• **Supplied data**
--

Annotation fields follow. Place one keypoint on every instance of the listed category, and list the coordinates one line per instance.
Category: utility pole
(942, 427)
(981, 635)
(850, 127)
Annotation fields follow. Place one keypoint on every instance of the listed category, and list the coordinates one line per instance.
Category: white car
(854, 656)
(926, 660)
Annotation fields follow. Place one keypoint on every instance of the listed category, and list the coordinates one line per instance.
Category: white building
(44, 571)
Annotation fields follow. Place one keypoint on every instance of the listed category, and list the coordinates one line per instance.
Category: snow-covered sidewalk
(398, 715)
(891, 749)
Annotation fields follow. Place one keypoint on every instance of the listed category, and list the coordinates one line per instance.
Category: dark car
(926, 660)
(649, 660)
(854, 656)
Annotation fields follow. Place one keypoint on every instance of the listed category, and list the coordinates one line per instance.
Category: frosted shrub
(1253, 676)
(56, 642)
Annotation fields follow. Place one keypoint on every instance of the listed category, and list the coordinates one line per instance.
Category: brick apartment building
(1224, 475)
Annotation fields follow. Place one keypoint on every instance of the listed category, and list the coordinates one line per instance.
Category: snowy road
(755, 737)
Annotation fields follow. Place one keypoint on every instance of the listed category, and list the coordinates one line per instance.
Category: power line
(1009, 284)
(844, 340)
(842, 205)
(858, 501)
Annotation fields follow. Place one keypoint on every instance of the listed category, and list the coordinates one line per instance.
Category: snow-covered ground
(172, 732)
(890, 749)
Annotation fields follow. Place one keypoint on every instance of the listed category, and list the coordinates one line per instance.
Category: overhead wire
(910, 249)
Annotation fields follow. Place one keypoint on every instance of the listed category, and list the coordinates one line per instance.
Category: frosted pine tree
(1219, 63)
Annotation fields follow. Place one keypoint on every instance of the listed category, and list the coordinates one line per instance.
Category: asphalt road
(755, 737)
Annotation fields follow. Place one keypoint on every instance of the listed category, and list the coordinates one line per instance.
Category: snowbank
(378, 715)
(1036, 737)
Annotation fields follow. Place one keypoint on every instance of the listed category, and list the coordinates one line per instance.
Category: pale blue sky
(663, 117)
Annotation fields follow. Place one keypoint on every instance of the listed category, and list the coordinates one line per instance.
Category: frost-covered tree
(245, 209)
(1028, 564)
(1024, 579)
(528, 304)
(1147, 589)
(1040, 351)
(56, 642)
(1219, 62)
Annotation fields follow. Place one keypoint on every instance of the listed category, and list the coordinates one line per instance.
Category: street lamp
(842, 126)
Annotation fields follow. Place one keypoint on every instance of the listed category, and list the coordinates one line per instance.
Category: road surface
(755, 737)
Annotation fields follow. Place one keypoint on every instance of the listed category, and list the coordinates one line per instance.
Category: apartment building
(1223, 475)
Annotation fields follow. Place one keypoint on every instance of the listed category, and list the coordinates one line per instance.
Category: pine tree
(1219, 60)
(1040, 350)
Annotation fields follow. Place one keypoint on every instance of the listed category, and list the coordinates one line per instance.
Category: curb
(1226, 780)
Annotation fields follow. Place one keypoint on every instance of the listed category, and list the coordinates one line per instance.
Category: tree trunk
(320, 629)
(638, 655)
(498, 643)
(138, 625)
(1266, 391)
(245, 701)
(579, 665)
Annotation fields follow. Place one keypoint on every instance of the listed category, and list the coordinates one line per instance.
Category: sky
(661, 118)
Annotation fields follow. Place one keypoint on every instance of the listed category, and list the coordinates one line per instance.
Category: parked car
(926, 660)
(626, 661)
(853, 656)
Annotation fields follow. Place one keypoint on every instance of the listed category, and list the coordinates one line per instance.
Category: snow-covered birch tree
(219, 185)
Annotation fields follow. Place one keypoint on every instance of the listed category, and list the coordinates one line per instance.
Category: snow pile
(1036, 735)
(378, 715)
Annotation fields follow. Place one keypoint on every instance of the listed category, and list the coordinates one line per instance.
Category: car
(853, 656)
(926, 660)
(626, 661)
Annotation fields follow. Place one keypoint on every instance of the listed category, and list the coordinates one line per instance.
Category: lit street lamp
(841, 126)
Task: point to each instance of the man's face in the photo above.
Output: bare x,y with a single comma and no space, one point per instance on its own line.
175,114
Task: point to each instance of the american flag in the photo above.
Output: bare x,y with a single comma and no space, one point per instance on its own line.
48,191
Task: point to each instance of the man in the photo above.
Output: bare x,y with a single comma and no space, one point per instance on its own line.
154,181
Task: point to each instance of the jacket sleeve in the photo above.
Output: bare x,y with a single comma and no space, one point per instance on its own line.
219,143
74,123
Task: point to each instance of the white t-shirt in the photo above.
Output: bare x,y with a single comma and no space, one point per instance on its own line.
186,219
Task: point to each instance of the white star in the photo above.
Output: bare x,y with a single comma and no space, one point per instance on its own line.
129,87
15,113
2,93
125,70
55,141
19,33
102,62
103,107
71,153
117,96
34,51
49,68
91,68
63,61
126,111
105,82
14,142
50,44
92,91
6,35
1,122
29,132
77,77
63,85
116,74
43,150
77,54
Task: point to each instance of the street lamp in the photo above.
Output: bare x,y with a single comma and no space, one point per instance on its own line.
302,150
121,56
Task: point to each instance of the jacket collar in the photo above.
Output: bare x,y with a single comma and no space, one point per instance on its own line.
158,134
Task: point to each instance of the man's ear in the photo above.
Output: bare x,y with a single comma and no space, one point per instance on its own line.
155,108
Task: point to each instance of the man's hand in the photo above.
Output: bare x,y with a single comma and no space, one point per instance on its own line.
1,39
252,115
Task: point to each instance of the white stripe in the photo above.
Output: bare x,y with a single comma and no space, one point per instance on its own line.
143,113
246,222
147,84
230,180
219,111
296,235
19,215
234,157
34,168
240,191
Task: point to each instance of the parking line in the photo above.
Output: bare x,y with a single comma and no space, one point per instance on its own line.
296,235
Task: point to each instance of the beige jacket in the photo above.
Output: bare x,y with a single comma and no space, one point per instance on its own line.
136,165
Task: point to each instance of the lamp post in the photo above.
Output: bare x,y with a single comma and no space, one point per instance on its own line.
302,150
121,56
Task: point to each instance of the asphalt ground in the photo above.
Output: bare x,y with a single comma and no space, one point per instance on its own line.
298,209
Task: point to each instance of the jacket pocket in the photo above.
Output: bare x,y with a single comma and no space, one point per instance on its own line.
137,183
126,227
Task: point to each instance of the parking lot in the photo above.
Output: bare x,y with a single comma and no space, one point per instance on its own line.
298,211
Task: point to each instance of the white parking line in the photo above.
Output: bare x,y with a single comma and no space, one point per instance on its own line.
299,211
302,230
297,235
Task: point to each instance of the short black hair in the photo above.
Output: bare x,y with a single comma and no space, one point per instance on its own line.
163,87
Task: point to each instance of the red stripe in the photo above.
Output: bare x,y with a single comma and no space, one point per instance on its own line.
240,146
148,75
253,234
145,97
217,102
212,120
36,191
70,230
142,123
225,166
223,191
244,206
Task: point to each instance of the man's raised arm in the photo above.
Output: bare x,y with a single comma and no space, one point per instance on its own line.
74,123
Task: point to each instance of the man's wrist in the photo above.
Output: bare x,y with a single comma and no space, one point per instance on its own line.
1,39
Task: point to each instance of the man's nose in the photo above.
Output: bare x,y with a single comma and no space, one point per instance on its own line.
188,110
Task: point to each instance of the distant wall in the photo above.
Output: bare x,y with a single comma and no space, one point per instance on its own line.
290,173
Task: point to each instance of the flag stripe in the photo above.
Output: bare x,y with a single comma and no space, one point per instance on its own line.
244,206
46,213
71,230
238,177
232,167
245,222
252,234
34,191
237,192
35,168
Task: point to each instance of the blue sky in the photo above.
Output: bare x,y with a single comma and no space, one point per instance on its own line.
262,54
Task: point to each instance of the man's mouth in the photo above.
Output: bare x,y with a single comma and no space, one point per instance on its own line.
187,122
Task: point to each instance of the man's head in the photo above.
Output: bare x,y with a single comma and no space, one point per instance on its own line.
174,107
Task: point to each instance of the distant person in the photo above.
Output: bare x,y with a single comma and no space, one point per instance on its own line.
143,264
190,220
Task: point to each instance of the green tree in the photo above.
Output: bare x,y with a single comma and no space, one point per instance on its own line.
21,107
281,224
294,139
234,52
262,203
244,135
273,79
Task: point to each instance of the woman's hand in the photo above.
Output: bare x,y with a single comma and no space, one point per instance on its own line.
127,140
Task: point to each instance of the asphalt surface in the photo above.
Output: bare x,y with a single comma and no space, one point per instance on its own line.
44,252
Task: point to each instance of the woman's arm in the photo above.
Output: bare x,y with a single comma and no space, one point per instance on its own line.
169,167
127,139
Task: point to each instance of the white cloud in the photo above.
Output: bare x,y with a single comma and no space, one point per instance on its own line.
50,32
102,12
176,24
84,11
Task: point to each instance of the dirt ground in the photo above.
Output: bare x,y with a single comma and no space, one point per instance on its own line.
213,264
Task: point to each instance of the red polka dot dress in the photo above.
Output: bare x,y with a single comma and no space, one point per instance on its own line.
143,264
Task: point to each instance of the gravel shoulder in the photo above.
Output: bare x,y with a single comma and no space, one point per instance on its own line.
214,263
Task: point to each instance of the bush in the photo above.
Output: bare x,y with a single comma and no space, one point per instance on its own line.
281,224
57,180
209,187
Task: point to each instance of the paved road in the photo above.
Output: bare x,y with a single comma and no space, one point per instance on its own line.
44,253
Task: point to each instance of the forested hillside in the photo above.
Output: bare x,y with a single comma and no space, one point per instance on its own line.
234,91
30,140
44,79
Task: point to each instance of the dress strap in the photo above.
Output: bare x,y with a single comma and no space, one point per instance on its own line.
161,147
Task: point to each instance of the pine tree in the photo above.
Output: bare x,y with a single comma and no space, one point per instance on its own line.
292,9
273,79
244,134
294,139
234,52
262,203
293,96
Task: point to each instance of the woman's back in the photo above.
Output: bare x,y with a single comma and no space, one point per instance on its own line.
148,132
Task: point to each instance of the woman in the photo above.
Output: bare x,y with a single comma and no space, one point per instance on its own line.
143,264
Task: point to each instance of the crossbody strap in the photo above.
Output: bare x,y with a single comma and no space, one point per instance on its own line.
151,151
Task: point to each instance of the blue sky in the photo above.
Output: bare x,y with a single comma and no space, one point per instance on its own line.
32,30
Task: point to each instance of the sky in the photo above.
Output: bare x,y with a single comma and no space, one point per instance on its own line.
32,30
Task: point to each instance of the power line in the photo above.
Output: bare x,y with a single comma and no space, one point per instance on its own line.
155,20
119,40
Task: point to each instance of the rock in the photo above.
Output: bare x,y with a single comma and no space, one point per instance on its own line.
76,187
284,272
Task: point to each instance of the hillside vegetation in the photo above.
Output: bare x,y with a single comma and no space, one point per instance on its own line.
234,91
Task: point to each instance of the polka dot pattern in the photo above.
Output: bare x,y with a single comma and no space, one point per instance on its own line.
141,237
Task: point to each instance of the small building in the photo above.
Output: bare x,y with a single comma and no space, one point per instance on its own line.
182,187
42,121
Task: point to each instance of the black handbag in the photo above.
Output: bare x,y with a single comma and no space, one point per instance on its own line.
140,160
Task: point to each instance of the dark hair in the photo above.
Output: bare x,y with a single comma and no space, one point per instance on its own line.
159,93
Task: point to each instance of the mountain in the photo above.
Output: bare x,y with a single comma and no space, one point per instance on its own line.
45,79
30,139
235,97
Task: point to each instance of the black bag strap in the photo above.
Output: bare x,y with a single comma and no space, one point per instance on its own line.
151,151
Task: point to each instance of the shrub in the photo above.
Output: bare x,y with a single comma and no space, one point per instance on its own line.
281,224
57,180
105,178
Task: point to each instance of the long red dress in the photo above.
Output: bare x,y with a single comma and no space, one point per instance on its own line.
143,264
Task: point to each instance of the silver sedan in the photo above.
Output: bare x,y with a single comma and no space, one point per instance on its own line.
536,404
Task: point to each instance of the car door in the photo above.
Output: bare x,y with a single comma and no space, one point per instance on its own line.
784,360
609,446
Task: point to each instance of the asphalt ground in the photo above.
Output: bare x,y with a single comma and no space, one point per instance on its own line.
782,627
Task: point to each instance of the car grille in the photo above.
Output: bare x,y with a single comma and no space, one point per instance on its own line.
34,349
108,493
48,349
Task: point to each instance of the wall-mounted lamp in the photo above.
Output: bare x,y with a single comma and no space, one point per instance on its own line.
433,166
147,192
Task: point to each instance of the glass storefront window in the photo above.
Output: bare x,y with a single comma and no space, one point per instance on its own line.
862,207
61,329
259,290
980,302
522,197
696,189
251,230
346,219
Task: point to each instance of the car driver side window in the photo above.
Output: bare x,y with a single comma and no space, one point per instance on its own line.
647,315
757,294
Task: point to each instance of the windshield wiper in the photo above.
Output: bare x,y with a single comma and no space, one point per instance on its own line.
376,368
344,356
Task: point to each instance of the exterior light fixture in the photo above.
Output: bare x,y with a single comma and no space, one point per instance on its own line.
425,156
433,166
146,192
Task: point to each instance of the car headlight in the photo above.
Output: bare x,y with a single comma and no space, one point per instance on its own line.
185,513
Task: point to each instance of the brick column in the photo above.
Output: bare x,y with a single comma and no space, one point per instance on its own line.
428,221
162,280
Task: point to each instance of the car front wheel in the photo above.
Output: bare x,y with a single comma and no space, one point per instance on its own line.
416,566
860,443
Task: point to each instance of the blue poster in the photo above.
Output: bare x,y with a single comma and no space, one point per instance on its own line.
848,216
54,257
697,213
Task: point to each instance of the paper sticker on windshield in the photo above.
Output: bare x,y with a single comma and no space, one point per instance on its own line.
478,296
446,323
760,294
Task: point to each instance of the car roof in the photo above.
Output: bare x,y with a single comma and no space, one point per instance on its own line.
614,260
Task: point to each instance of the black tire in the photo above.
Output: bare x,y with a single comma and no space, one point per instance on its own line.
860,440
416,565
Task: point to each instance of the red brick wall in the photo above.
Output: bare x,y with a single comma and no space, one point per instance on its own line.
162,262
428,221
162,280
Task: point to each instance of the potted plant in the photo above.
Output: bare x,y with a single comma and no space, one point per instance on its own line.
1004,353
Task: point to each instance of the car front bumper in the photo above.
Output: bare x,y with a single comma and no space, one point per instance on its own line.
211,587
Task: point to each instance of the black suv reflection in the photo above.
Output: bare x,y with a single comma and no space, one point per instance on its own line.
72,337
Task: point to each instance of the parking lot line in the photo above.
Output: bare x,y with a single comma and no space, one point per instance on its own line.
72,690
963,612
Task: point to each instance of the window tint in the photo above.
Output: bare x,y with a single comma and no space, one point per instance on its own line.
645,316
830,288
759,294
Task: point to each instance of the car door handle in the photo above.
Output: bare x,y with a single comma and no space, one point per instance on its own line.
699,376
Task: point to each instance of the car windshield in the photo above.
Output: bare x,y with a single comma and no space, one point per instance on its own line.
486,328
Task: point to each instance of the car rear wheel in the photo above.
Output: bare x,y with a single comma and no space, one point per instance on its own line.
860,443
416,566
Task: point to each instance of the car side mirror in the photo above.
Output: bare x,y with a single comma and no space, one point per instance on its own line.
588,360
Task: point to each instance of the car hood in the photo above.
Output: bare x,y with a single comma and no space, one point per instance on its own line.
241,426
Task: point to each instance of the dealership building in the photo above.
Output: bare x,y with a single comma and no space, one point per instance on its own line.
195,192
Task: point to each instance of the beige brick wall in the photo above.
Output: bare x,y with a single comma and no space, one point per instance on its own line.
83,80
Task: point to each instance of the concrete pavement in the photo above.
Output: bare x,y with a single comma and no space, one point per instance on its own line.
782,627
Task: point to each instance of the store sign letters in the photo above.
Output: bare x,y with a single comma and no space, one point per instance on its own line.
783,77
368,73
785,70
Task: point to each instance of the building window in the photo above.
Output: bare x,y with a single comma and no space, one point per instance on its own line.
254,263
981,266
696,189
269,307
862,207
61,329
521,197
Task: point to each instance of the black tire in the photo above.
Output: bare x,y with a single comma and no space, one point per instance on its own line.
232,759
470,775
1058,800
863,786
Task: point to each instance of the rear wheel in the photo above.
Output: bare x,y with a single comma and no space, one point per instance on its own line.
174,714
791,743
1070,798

--

• **The problem**
In the data above, start at the line that has "Task: point to each instance of the car front wheel", stop after the line that has "Task: point to each instance of the car front bumper", and print every line in between exactly as it stands.

• **Worked solution**
Task: point to each instance of the car front wheel in the photo above.
Output: bare x,y with a single comma and no space, one point per instance on its own line.
416,566
860,443
Task: point to each instance of the blue poster in the photo above.
Output: bare x,y with a single comma and no space, one point per instance on its own line.
848,216
54,257
697,213
Task: point to each instance of the paper sticker on windshield in the photo above.
Output: bare x,y with a single comma and no space, one point per instance on its own line.
478,296
446,323
760,294
Task: point to each instance of the car roof in the photo above.
Output: bare x,y with a single comma and no space, one point per instance on its own line.
614,260
Task: point to each instance of the black tire in the photo above.
Output: bare x,y with a single comma and no space, one point per instance on its own line.
860,440
416,565
Task: point to each instance of the red brick wall in the photo above.
Output: bare x,y with a single comma and no space, one point per instance on its own line.
162,262
428,221
162,280
Task: point to each instance of the potted plant in the photo above.
Output: bare x,y with a single comma and no space, one point per instance on its own line.
1004,353
Task: point to each instance of the car front bumper in the photo above.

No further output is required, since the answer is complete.